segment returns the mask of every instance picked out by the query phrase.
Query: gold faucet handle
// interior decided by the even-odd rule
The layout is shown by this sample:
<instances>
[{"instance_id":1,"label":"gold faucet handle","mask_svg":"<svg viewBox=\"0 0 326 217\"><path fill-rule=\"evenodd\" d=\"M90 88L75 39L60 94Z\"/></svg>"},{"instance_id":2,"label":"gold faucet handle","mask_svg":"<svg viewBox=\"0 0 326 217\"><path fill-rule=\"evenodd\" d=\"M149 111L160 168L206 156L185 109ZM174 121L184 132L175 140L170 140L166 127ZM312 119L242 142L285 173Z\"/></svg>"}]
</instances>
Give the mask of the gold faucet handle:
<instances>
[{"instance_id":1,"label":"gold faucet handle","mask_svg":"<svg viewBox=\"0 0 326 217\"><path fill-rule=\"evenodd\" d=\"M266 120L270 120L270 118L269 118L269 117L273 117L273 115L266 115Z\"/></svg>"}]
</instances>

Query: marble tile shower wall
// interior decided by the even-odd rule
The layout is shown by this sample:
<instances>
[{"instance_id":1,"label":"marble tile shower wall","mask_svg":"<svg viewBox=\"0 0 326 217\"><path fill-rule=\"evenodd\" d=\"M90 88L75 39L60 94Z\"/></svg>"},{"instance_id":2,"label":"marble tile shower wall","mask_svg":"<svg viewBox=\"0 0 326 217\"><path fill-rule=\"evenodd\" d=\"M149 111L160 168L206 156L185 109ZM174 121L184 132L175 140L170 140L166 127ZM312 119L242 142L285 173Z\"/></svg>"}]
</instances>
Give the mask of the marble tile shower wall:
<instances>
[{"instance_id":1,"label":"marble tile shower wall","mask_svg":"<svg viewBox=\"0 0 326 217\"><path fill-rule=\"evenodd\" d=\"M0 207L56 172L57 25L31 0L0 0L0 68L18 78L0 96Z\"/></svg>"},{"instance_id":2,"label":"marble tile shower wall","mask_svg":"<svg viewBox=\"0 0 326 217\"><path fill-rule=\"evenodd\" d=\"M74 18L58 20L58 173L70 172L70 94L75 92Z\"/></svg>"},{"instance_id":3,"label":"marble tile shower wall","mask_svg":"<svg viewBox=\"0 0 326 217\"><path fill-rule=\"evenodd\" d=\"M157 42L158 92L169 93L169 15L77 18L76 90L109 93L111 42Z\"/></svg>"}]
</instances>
* * *
* WHAT IS NEEDED *
Reproduce all of the items above line for line, without changing any character.

* SOLUTION *
segment returns the mask of every instance picked out by the query phrase.
Query: gold faucet handle
// interior decided by the even-odd rule
The layout is shown by this sample:
<instances>
[{"instance_id":1,"label":"gold faucet handle","mask_svg":"<svg viewBox=\"0 0 326 217\"><path fill-rule=\"evenodd\" d=\"M90 88L75 39L60 94Z\"/></svg>"},{"instance_id":2,"label":"gold faucet handle","mask_svg":"<svg viewBox=\"0 0 326 217\"><path fill-rule=\"evenodd\" d=\"M149 111L160 168L206 156L185 109ZM174 121L184 132L175 140L170 140L166 127ZM312 119L242 142L285 173Z\"/></svg>"}]
</instances>
Give the mask of the gold faucet handle:
<instances>
[{"instance_id":1,"label":"gold faucet handle","mask_svg":"<svg viewBox=\"0 0 326 217\"><path fill-rule=\"evenodd\" d=\"M266 120L270 120L270 118L269 118L269 117L273 117L273 115L266 115Z\"/></svg>"}]
</instances>

Query: marble tile shower wall
// interior decided by the even-odd rule
The layout is shown by this sample:
<instances>
[{"instance_id":1,"label":"marble tile shower wall","mask_svg":"<svg viewBox=\"0 0 326 217\"><path fill-rule=\"evenodd\" d=\"M90 88L75 39L60 94Z\"/></svg>"},{"instance_id":2,"label":"marble tile shower wall","mask_svg":"<svg viewBox=\"0 0 326 217\"><path fill-rule=\"evenodd\" d=\"M149 111L160 168L206 156L185 109ZM174 121L184 132L175 140L170 140L166 127ZM312 119L242 142L285 173Z\"/></svg>"}]
</instances>
Give the mask of the marble tile shower wall:
<instances>
[{"instance_id":1,"label":"marble tile shower wall","mask_svg":"<svg viewBox=\"0 0 326 217\"><path fill-rule=\"evenodd\" d=\"M0 207L56 172L57 25L31 0L0 0L0 68L18 78L0 96Z\"/></svg>"},{"instance_id":2,"label":"marble tile shower wall","mask_svg":"<svg viewBox=\"0 0 326 217\"><path fill-rule=\"evenodd\" d=\"M74 18L58 20L58 173L70 172L70 94L75 92Z\"/></svg>"},{"instance_id":3,"label":"marble tile shower wall","mask_svg":"<svg viewBox=\"0 0 326 217\"><path fill-rule=\"evenodd\" d=\"M157 42L158 92L169 93L169 15L77 18L76 90L109 93L111 42Z\"/></svg>"}]
</instances>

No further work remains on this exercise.